» **What to do**:
What lines below contain the word "marks"? Please pull each one out.

» **Data extracts**:
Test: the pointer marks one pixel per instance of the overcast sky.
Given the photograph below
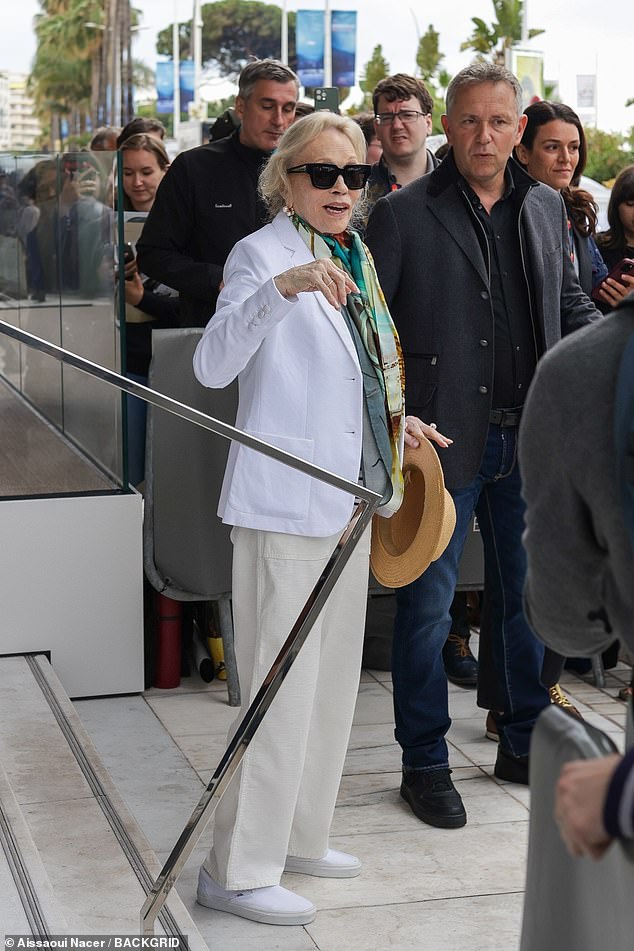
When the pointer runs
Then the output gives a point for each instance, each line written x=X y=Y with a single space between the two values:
...
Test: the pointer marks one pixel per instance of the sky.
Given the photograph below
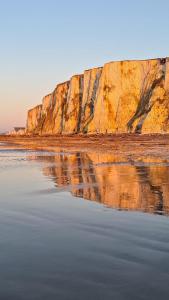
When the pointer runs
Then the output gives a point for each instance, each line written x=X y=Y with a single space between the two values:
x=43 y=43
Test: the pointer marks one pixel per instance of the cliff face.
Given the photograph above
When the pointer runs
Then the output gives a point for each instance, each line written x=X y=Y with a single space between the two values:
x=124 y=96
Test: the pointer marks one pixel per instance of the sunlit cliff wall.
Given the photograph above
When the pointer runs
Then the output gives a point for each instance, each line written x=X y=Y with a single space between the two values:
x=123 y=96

» **Written solution**:
Test: the pointer marks one pixel per instance of the overcast sky.
Test: the pointer marks one pixel per instance of the sky.
Test: the pointer marks one pixel per instance of the cliff face.
Test: the pointer marks one pixel per instance of the sunlit cliff wall.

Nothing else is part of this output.